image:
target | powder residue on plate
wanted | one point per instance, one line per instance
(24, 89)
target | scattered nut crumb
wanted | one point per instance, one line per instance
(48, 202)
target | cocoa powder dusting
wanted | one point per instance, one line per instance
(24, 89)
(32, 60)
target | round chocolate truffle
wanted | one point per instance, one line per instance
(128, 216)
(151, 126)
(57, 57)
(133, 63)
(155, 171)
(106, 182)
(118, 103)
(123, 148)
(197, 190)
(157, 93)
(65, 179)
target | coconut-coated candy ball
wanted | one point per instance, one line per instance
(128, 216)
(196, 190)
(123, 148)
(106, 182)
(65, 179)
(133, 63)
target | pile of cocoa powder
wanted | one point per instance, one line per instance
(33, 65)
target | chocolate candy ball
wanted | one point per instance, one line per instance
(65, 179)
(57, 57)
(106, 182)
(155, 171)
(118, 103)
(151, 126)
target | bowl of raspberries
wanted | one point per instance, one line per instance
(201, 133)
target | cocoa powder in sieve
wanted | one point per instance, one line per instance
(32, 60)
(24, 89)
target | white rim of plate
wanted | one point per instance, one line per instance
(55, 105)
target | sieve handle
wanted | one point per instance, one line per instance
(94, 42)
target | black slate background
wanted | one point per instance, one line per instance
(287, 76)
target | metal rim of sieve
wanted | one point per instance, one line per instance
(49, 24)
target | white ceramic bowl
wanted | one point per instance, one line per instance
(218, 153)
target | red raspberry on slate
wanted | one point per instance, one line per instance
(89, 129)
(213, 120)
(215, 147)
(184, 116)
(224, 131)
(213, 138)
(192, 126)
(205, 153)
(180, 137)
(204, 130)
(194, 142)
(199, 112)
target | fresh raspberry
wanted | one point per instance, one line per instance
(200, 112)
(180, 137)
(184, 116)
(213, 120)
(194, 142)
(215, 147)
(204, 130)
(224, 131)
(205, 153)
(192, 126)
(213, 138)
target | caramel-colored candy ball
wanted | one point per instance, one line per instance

| About this task |
Give back the listing exactly, please, from its first line to the line containing "target | chocolate candy ball", inclusive, and nothing past that line.

| Response |
image:
target | powder residue on plate
wanted | one point per instance, one line per instance
(24, 89)
target | scattered nut crumb
wanted | one point per instance, one line per instance
(48, 202)
target | cocoa powder dusting
wanted | one point per instance, one line per instance
(24, 89)
(32, 60)
target | round chocolate truffle
wanted | one point per instance, one line per instance
(128, 216)
(151, 126)
(57, 57)
(133, 63)
(155, 171)
(106, 182)
(118, 103)
(123, 148)
(197, 190)
(157, 93)
(65, 179)
target | coconut-coated candy ball
wanted | one point per instance, one line per instance
(128, 216)
(196, 190)
(123, 148)
(106, 182)
(65, 179)
(133, 63)
target | pile of cocoa powder
wanted | one point per instance, one line per instance
(33, 65)
target | chocolate candy ball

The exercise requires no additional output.